┌─ EXCERPT TO READ

Reames’s first alpaca, a bred female named Melanee, was imported from Peru. “Anytime she heard anyone speaking Spanish, Melanee perked right up,” says Reames. Patonai likewise originated her herd with a bred female — Shannon — from Peru, where Altiplano people developed alpacas about 5,000 years ago. Alpacas are members of the camelid family, but unlike their larger cousin, the llama, they were bred for their soft fleece, not as pack animals. In the textile-rich Inca culture, in fact, alpaca fleece was considered “the fiber of the gods.”
Alpacas come in two types: huacaya (pronounced “wah-KY-ah”), which have dense, wavy fleece, and suri (pronounced “SOO-ree”), whose lustrous fleece grows in ropelike strands. “Alpaca fiber is softer and stronger than wool and insulates better too,” says Patonai. She and Reames specialize in show-quality huacaya alpacas and have produced numerous champions. They’re known for breeding dark-colored animals, but a young, white-fleeced male — Phalling Starz — might broaden both their reputation and the hues of the alpaca yarn, socks, and apparel they sell at festivals and craft shows. “Phalling Starz has really exquisite fleece, so we’re going to use him for a herd sire next year,” says Reames.

└─

WRITTEN EXERCISE A:
Answer these questions using the alpaca excerpt above the items:
(i) From what country was Melanee imported?
(ii) How does the fleece of a suri alpaca grow?
(iii) What role does Reames plan for Phalling Starz next year?
WRITTEN EXERCISE B: Write a continuation of the alpaca excerpt, picking up after its final sentence.

┌─ RECORDS

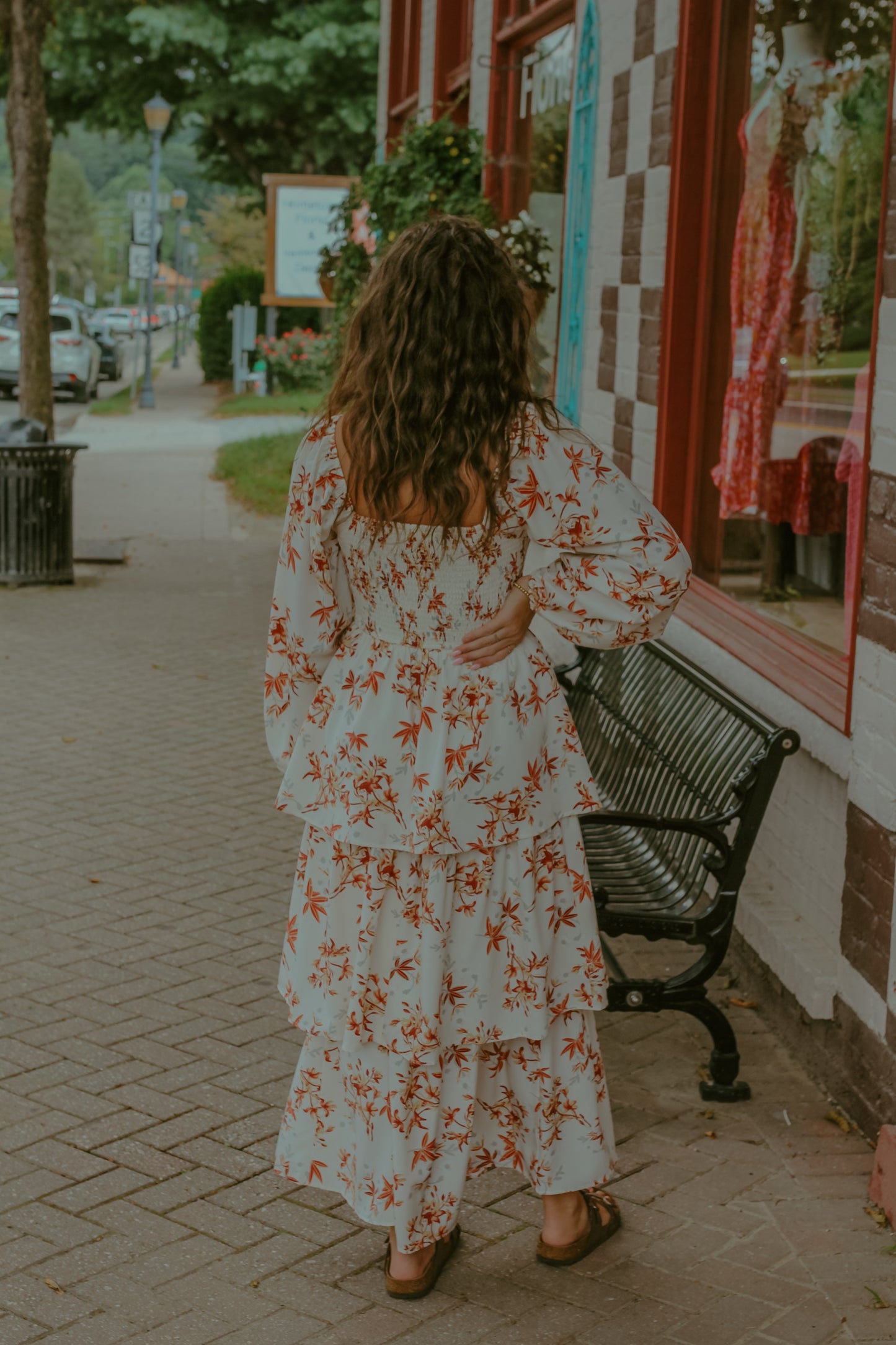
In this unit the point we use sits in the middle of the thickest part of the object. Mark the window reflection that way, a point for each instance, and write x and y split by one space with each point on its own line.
802 295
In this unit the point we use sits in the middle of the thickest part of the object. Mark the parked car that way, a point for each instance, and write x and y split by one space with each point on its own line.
68 302
74 355
112 359
124 321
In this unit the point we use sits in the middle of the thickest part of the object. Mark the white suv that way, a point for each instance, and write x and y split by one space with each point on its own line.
74 355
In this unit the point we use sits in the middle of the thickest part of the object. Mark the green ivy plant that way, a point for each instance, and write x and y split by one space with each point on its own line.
436 167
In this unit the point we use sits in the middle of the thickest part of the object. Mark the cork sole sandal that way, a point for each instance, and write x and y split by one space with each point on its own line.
426 1282
597 1232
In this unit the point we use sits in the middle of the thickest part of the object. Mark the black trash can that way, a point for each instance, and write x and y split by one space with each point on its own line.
35 506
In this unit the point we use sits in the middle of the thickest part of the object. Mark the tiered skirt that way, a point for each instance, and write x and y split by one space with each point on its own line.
448 1005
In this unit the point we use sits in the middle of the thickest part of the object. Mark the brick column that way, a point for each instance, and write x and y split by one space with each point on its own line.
868 991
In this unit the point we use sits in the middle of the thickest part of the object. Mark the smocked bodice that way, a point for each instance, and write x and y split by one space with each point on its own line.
407 588
386 741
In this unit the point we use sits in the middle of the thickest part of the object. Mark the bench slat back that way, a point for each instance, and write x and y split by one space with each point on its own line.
663 740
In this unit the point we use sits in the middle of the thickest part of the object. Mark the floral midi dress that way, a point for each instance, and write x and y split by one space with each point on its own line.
442 953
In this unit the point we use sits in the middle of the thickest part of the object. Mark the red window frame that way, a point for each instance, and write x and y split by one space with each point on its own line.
405 63
518 23
693 337
453 57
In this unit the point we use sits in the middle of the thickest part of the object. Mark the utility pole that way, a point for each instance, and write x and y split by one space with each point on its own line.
157 114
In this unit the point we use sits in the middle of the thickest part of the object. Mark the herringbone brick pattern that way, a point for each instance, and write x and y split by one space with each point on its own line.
146 1056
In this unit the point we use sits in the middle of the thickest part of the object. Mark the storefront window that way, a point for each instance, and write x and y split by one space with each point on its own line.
785 432
530 151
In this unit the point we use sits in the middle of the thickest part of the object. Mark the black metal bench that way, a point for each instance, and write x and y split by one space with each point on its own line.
685 771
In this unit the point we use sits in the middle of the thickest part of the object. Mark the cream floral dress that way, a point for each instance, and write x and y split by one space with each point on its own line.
442 953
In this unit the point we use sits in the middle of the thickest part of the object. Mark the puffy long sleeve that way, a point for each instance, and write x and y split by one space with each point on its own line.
312 603
606 568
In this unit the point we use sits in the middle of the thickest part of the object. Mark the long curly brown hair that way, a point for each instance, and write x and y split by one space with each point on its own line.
436 377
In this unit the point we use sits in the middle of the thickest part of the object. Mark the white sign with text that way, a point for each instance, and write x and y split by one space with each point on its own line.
304 226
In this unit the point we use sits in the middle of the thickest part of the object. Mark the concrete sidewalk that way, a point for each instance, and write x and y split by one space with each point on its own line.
146 1056
149 474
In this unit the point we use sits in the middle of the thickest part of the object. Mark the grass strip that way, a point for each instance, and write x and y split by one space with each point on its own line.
116 405
259 470
304 403
120 403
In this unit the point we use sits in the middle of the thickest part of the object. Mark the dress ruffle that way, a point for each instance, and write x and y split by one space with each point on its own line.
399 1134
424 953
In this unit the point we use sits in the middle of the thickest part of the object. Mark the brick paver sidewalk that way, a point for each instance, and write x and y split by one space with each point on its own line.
146 1056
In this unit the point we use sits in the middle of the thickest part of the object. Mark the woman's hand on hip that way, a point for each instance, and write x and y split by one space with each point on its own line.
494 641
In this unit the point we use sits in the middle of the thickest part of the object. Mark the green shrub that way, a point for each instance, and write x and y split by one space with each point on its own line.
238 285
300 359
434 169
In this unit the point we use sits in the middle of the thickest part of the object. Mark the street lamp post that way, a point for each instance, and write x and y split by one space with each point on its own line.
157 115
178 201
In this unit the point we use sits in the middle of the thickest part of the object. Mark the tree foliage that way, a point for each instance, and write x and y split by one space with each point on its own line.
70 225
434 169
237 231
269 85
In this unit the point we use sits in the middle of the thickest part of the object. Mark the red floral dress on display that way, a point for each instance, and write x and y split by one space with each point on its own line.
442 954
761 303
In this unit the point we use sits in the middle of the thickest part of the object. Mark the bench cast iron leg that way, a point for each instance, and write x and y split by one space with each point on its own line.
724 1059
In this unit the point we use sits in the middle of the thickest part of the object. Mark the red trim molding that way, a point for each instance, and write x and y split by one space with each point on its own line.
532 26
817 679
510 34
453 57
405 63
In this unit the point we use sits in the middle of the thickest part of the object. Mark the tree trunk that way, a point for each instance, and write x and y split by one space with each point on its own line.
25 25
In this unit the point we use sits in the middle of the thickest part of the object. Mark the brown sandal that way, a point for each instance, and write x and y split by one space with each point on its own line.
597 1232
426 1282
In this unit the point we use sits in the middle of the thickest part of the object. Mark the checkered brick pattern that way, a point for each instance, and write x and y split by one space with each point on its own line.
640 136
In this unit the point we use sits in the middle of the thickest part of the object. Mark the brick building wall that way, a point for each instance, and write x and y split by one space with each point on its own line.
816 922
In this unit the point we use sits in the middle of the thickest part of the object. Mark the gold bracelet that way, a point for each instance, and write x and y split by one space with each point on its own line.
532 604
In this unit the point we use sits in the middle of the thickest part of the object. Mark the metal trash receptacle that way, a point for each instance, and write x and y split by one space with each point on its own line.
35 506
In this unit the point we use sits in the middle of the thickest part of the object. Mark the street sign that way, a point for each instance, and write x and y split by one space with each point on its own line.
139 262
140 223
143 201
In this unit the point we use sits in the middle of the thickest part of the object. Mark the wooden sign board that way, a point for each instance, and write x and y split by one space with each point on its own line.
300 222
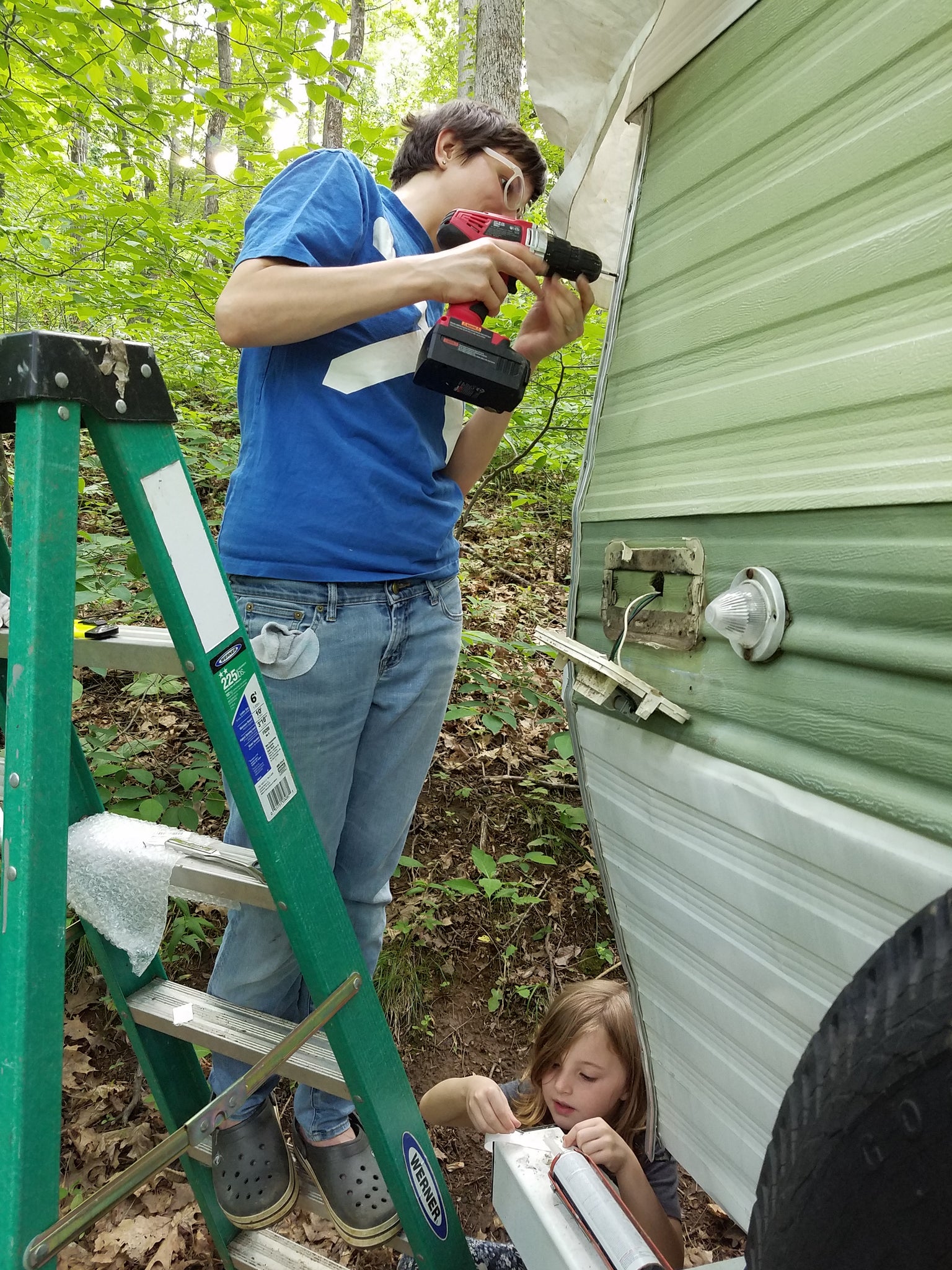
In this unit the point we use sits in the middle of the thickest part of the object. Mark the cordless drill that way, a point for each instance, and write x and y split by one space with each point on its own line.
464 360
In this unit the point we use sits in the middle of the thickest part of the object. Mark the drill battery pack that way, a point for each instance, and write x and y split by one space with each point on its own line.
472 365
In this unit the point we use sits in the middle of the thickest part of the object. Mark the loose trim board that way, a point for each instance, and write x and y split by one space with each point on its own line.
598 680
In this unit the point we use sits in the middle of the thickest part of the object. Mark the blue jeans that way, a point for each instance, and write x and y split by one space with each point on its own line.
361 723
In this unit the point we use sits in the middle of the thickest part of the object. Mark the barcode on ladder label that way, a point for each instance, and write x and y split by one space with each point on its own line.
265 756
280 796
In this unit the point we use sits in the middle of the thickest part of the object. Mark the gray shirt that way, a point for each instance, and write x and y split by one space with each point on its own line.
662 1171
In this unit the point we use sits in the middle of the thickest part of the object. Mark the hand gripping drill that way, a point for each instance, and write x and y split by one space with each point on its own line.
460 356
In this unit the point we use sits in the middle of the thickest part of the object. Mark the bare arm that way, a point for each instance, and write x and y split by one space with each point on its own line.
664 1231
555 319
268 301
469 1101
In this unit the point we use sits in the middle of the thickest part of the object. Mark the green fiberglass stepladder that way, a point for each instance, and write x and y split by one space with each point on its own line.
51 385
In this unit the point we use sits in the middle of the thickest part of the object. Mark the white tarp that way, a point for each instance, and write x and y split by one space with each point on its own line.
591 65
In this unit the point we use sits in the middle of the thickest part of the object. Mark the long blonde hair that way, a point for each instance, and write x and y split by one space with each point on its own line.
582 1009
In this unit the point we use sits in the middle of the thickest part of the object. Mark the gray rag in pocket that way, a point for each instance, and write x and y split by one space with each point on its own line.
282 653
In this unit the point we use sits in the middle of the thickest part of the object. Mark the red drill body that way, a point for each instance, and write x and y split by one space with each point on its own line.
460 357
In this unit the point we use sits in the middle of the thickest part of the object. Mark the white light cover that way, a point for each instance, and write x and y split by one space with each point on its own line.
739 614
752 614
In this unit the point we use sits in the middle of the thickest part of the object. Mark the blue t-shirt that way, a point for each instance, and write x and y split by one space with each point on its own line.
340 471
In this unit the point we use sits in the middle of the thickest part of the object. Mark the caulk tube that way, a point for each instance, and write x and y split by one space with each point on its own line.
601 1213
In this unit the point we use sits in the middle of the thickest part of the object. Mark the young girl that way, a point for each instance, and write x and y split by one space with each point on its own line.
586 1077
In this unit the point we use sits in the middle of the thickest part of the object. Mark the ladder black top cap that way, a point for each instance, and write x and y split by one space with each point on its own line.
56 366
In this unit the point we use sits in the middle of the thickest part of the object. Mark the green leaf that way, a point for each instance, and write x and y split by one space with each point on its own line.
485 863
188 817
461 711
462 887
150 809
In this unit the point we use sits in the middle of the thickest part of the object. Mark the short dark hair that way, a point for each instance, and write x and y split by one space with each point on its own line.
475 125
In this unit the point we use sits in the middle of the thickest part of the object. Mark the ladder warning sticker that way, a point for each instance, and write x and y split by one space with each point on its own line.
257 735
425 1185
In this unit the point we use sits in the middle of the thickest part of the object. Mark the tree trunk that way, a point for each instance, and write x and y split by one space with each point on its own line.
499 55
215 131
79 146
466 61
333 135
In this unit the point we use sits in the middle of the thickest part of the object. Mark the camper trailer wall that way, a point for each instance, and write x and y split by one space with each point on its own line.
777 386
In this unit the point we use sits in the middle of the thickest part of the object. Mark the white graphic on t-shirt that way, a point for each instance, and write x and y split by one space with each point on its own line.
454 424
376 363
384 238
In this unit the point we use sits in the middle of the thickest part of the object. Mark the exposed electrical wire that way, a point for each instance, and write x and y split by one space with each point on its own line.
632 610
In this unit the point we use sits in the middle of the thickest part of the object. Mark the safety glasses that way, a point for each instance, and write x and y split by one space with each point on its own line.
516 192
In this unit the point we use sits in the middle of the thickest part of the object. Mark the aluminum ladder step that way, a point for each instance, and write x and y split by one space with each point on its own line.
309 1199
234 1030
265 1250
218 882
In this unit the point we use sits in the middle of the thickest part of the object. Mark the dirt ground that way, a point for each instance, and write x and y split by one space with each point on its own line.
447 958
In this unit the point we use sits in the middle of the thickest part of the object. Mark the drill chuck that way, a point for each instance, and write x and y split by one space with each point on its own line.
571 262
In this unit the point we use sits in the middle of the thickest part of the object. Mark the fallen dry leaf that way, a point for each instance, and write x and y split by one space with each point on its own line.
699 1258
75 1064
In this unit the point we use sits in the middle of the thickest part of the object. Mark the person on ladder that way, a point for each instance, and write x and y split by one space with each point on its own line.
338 540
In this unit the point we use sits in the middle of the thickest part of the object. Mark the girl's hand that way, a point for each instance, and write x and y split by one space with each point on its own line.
598 1141
488 1106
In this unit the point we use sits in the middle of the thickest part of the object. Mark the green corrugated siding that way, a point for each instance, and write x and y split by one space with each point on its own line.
786 337
781 388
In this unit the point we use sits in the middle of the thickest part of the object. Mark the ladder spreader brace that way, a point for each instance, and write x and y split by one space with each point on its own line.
51 385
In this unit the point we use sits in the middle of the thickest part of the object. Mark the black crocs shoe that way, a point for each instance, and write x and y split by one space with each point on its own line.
353 1188
253 1170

└─

WRITTEN REPLY A:
(i) Peru
(ii) It is lustrous and grows in ropelike strands.
(iii) A herd sire

WRITTEN REPLY B:
Since alpacas’ gestation period is about 11 months, Patonai and Reames time the birth of crias — baby alpacas — for summer, and they devote their vacations to nurturing them. Both have taken alpaca birthing classes, and in 2018, they ushered 12 cria — six female and six male — into the world. Because alpacas are gregarious, they typically welcome human companions during labor. “Phinesse actually will come to get Spencer when it’s time to have her baby,” says Patonai.
Phinesse was Patonai’s first cria, and, at age 21, she is now the matriarch of the herd. The oldest male is 18-year-old Phortune, the sire, grandsire, great-grandsire, and great-great-grandsire of many of the farms’ alpacas. Alpacas are inquisitive and intelligent animals, and Phortune is quite the character, using his mouth to turn on the water faucet whenever he wants a drink. He also turns on lights and delights in pulling open grain bags. “Phortune isn’t hungry,” explains Patonai. “He just likes to watch the grain bags empty.”